Prompt: Your answer should be each line of the entries that contains the word "purple", copied in full.

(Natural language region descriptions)
□ □ □ □ □

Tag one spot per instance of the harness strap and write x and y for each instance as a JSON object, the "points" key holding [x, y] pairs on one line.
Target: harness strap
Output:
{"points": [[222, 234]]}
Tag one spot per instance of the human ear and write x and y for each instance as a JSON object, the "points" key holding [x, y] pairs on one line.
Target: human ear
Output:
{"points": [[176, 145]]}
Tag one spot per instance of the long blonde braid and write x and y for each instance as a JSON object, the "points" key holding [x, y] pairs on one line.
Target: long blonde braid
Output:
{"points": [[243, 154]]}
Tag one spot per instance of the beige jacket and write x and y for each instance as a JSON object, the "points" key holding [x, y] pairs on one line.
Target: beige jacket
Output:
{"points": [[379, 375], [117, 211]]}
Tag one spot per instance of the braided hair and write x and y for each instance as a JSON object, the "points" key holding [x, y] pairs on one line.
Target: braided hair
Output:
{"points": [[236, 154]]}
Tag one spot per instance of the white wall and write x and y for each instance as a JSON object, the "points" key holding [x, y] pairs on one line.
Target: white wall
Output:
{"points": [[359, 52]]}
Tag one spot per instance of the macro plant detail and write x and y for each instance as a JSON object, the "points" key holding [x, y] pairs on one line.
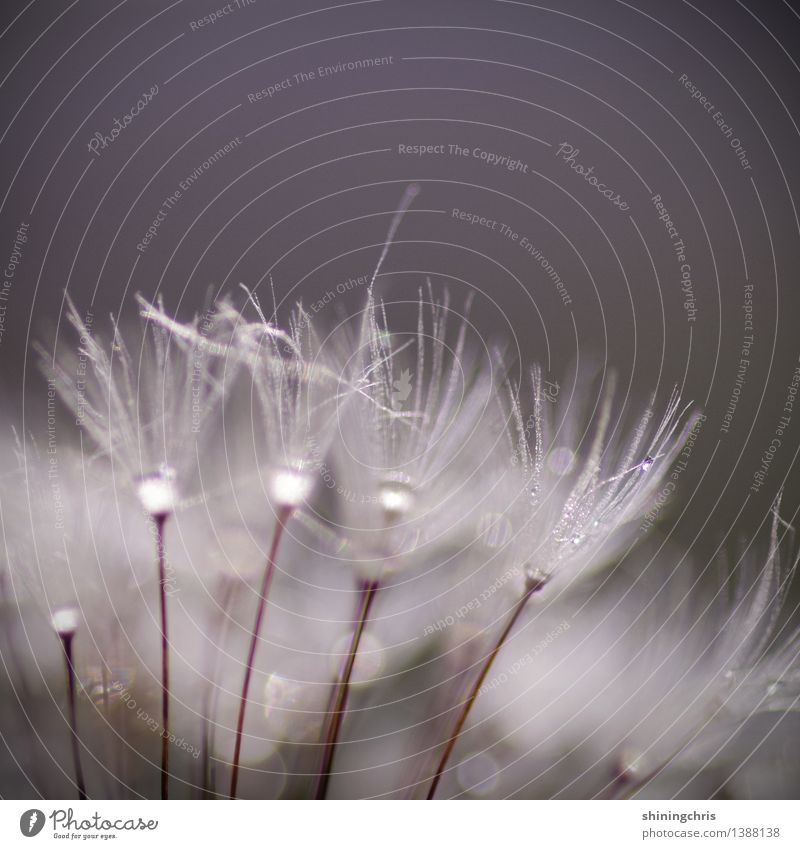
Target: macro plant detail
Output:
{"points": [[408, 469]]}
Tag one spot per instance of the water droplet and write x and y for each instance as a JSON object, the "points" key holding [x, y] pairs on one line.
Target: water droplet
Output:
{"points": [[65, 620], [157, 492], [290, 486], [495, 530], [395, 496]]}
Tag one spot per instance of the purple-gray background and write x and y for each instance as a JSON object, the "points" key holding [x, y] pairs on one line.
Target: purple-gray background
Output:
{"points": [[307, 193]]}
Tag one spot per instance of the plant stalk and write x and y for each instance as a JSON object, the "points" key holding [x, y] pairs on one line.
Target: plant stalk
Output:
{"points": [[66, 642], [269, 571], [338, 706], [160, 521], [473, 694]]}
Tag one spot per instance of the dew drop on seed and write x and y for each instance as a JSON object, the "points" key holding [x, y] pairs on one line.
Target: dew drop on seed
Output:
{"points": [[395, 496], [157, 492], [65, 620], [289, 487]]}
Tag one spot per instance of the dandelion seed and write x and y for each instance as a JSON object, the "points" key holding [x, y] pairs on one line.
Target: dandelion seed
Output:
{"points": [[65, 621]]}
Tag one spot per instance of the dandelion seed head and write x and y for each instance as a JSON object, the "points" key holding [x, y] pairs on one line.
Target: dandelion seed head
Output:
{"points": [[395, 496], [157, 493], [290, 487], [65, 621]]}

□ □ □ □ □

Your solution:
Tag one spot per instance of the purple-gray background and write x and y for each instance as a JSON object, the "points" key holding [x, y] pairs on one line.
Target: purple-gray background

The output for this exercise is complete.